╭─ RECORDS FOR THE EXERCISE
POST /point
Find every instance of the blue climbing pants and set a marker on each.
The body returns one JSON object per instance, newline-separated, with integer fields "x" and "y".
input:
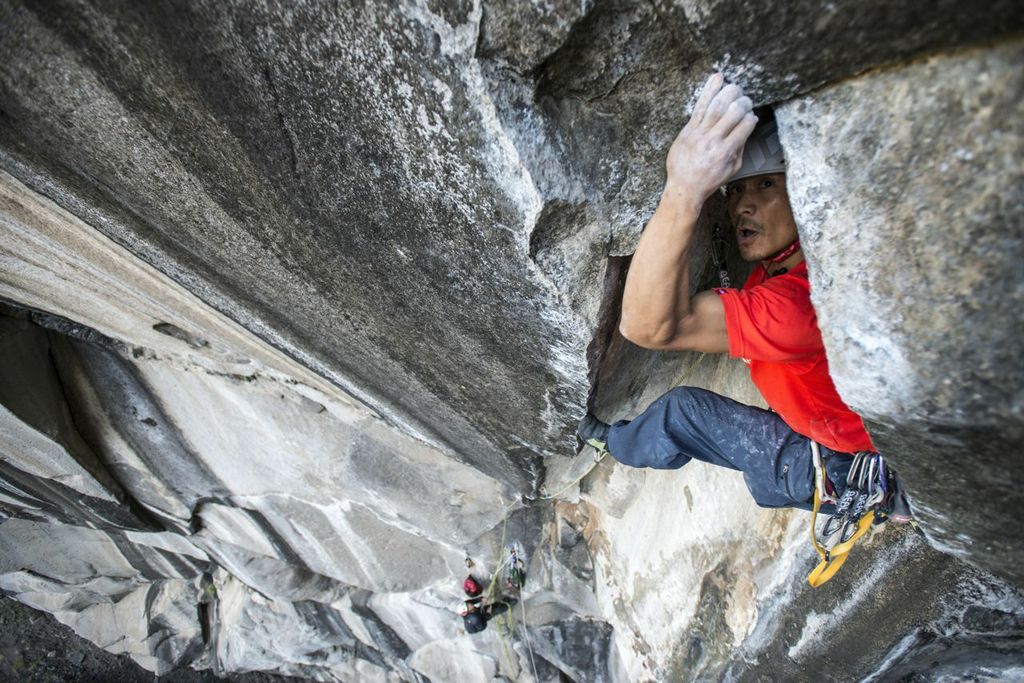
{"x": 689, "y": 424}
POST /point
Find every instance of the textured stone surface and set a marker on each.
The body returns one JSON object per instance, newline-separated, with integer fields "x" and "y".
{"x": 910, "y": 199}
{"x": 322, "y": 285}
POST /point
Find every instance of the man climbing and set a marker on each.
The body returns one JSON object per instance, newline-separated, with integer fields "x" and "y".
{"x": 476, "y": 609}
{"x": 769, "y": 324}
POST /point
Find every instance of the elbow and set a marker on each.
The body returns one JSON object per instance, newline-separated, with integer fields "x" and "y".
{"x": 643, "y": 337}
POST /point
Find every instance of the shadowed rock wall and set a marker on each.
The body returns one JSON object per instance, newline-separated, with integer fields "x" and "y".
{"x": 301, "y": 302}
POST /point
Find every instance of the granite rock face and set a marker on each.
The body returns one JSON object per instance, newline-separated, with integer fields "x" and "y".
{"x": 922, "y": 164}
{"x": 299, "y": 305}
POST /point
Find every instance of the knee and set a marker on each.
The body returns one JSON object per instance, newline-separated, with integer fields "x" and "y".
{"x": 685, "y": 399}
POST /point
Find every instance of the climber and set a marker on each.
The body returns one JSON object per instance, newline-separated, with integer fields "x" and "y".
{"x": 476, "y": 610}
{"x": 769, "y": 324}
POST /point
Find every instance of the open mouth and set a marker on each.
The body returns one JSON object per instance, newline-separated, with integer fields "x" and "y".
{"x": 745, "y": 235}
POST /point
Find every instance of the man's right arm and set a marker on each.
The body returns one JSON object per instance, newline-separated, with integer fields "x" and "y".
{"x": 657, "y": 310}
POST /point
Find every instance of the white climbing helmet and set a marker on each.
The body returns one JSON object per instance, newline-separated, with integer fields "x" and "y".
{"x": 762, "y": 154}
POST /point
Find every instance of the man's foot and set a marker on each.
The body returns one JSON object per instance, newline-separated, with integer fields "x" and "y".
{"x": 593, "y": 432}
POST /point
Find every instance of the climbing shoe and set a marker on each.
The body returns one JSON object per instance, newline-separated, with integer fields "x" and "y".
{"x": 593, "y": 432}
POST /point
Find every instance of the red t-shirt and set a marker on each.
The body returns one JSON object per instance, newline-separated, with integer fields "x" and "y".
{"x": 773, "y": 328}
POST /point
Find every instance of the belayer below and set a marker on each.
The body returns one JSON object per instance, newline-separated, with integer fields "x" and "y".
{"x": 810, "y": 451}
{"x": 476, "y": 610}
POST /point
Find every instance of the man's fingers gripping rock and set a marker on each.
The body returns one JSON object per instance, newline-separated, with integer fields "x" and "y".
{"x": 712, "y": 86}
{"x": 734, "y": 114}
{"x": 720, "y": 104}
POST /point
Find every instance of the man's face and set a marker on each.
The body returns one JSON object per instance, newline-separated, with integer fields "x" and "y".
{"x": 760, "y": 211}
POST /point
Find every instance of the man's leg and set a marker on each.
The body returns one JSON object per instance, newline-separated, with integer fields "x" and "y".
{"x": 689, "y": 423}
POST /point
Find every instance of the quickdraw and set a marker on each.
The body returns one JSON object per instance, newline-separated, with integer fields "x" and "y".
{"x": 861, "y": 505}
{"x": 718, "y": 247}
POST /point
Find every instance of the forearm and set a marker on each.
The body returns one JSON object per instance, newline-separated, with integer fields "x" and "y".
{"x": 656, "y": 296}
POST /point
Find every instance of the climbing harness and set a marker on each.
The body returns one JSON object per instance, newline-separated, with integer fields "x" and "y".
{"x": 869, "y": 495}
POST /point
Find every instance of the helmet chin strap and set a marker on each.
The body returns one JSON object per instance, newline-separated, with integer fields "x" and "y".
{"x": 784, "y": 254}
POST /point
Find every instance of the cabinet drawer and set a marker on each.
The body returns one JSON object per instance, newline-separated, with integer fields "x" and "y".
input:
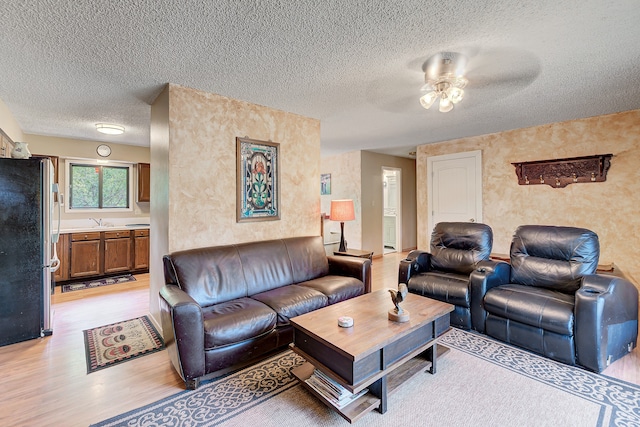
{"x": 93, "y": 235}
{"x": 116, "y": 234}
{"x": 141, "y": 233}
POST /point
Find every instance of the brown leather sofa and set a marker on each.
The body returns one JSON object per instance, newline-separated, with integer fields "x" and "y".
{"x": 225, "y": 307}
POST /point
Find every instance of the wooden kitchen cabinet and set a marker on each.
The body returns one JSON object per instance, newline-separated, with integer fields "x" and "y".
{"x": 85, "y": 255}
{"x": 141, "y": 249}
{"x": 144, "y": 182}
{"x": 117, "y": 251}
{"x": 62, "y": 249}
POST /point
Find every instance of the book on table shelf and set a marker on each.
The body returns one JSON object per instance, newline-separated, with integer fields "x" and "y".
{"x": 331, "y": 390}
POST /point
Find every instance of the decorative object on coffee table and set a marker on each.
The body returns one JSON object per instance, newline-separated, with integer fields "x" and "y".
{"x": 118, "y": 342}
{"x": 397, "y": 314}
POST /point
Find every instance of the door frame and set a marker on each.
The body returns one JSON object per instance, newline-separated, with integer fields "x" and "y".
{"x": 398, "y": 172}
{"x": 477, "y": 155}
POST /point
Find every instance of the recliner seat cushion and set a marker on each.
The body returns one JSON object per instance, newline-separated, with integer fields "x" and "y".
{"x": 447, "y": 287}
{"x": 336, "y": 288}
{"x": 293, "y": 300}
{"x": 538, "y": 307}
{"x": 235, "y": 321}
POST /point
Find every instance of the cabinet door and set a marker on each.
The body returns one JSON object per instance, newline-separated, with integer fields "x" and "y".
{"x": 62, "y": 249}
{"x": 117, "y": 252}
{"x": 144, "y": 182}
{"x": 85, "y": 258}
{"x": 141, "y": 250}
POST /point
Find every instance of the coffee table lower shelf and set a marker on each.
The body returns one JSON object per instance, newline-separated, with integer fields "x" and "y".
{"x": 367, "y": 402}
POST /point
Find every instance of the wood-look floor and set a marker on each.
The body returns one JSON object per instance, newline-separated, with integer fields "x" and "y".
{"x": 44, "y": 382}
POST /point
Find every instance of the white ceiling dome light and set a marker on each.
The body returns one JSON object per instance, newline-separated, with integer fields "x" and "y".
{"x": 444, "y": 79}
{"x": 109, "y": 129}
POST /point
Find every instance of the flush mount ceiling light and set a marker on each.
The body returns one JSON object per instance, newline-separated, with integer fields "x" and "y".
{"x": 110, "y": 129}
{"x": 444, "y": 79}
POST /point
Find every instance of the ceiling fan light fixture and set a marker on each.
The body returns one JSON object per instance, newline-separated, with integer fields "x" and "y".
{"x": 428, "y": 99}
{"x": 109, "y": 129}
{"x": 444, "y": 76}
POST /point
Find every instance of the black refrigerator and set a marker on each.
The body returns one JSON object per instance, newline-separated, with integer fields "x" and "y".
{"x": 26, "y": 247}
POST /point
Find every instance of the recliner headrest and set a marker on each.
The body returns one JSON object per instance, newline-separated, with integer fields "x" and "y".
{"x": 459, "y": 246}
{"x": 553, "y": 257}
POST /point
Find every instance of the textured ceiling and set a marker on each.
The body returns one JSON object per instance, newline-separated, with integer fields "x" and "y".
{"x": 355, "y": 65}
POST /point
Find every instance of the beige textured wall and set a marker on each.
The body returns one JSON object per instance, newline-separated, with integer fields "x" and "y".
{"x": 84, "y": 149}
{"x": 345, "y": 184}
{"x": 372, "y": 196}
{"x": 9, "y": 124}
{"x": 194, "y": 157}
{"x": 610, "y": 208}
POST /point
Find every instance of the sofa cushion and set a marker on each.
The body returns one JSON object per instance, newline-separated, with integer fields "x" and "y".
{"x": 235, "y": 321}
{"x": 539, "y": 307}
{"x": 209, "y": 275}
{"x": 265, "y": 265}
{"x": 553, "y": 257}
{"x": 447, "y": 287}
{"x": 336, "y": 288}
{"x": 293, "y": 300}
{"x": 308, "y": 258}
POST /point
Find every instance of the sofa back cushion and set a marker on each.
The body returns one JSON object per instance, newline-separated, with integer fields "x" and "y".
{"x": 459, "y": 246}
{"x": 553, "y": 257}
{"x": 265, "y": 265}
{"x": 222, "y": 273}
{"x": 308, "y": 258}
{"x": 209, "y": 275}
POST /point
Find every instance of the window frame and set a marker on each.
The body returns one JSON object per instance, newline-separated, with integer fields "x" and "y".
{"x": 93, "y": 163}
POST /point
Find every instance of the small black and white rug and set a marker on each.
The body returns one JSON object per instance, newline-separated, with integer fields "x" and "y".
{"x": 78, "y": 286}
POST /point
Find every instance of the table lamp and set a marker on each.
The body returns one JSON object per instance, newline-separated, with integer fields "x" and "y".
{"x": 342, "y": 210}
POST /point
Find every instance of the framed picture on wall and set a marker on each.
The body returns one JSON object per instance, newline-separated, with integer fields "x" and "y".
{"x": 258, "y": 180}
{"x": 325, "y": 184}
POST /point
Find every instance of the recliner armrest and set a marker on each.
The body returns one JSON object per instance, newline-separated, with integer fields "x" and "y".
{"x": 487, "y": 275}
{"x": 359, "y": 268}
{"x": 183, "y": 332}
{"x": 417, "y": 261}
{"x": 606, "y": 316}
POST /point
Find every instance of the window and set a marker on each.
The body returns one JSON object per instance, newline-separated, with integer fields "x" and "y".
{"x": 99, "y": 186}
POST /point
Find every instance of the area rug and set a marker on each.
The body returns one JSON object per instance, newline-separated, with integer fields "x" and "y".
{"x": 68, "y": 287}
{"x": 119, "y": 342}
{"x": 480, "y": 382}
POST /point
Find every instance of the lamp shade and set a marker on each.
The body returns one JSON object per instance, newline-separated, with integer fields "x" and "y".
{"x": 342, "y": 210}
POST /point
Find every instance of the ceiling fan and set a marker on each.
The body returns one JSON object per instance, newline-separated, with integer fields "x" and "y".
{"x": 480, "y": 77}
{"x": 444, "y": 78}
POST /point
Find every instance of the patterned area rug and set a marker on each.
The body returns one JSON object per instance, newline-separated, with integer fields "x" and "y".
{"x": 480, "y": 382}
{"x": 68, "y": 287}
{"x": 116, "y": 343}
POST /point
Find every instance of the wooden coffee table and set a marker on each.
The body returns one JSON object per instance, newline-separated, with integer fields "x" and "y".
{"x": 374, "y": 353}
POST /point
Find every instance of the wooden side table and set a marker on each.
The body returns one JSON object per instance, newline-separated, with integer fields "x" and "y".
{"x": 355, "y": 252}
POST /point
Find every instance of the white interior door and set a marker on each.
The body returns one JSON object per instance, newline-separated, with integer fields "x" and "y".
{"x": 455, "y": 188}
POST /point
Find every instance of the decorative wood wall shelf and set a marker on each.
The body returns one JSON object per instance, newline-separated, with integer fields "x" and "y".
{"x": 559, "y": 173}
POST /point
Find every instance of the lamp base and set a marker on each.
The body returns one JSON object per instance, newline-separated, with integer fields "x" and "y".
{"x": 343, "y": 243}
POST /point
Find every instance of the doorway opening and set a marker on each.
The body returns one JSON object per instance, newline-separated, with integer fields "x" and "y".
{"x": 392, "y": 210}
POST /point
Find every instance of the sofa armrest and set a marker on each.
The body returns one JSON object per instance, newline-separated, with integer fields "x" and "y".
{"x": 360, "y": 268}
{"x": 487, "y": 275}
{"x": 417, "y": 261}
{"x": 183, "y": 331}
{"x": 606, "y": 320}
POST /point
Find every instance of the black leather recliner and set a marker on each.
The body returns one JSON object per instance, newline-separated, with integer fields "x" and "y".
{"x": 549, "y": 301}
{"x": 456, "y": 250}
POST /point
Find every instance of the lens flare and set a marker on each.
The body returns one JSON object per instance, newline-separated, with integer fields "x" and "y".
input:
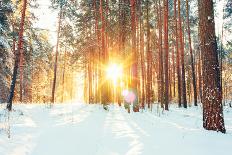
{"x": 114, "y": 72}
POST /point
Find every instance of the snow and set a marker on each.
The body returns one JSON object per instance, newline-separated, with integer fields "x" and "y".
{"x": 74, "y": 129}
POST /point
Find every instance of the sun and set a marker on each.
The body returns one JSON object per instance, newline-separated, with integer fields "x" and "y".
{"x": 114, "y": 72}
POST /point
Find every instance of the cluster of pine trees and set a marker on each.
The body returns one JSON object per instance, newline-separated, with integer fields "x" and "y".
{"x": 169, "y": 51}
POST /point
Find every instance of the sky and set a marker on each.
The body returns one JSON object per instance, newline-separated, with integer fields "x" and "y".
{"x": 47, "y": 19}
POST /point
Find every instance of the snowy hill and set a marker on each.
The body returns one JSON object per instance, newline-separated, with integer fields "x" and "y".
{"x": 80, "y": 129}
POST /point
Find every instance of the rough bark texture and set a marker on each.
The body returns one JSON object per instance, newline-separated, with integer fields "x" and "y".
{"x": 56, "y": 59}
{"x": 166, "y": 51}
{"x": 184, "y": 98}
{"x": 191, "y": 56}
{"x": 13, "y": 81}
{"x": 212, "y": 95}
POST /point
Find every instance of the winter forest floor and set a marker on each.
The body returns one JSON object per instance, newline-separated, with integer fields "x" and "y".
{"x": 80, "y": 129}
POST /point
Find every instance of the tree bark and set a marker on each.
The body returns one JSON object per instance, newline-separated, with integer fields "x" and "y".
╰─
**TASK DETAILS:** What do the lines above say from the one containing "Find every instance of the beige" down to the one containing "Find every instance of the framed"? Return them exactly, both end lines included, and only them.

**RESULT FOR THIS EXERCISE:**
Find every instance of the beige textured wall and set a marker on each.
The body returns one JSON object per instance, newline-separated, with integer fields "x" and "y".
{"x": 84, "y": 149}
{"x": 345, "y": 184}
{"x": 372, "y": 196}
{"x": 9, "y": 124}
{"x": 194, "y": 157}
{"x": 610, "y": 208}
POST /point
Find every instance of the sofa cushion and set a marker on each.
The body returns one JSON object per instance, newline-separated, with integer fields "x" and "y".
{"x": 235, "y": 321}
{"x": 539, "y": 307}
{"x": 209, "y": 275}
{"x": 265, "y": 265}
{"x": 553, "y": 257}
{"x": 447, "y": 287}
{"x": 336, "y": 288}
{"x": 293, "y": 300}
{"x": 308, "y": 258}
POST /point
Find every instance of the sofa back cushion and set a marker on each.
The body returns one JSON object per instance, newline-separated, with integer fields "x" and "y".
{"x": 459, "y": 246}
{"x": 553, "y": 257}
{"x": 265, "y": 265}
{"x": 222, "y": 273}
{"x": 308, "y": 258}
{"x": 209, "y": 275}
POST /point
Find every instance of the window frame and set a marker on each.
The body returns one JSON object per instance, newline-separated, with integer fields "x" and "y".
{"x": 93, "y": 163}
POST /point
Find every instance of the small black and white rug and set a marker on each.
The body returns one JSON object per instance, newline-separated, with integer fields "x" and "y".
{"x": 78, "y": 286}
POST /point
Find every instance of the table lamp and set a marker on each.
The body returns one JSON object per instance, newline-separated, with integer fields "x" and "y".
{"x": 342, "y": 210}
POST /point
Find every instance of the framed picture on wall and set a marker on each.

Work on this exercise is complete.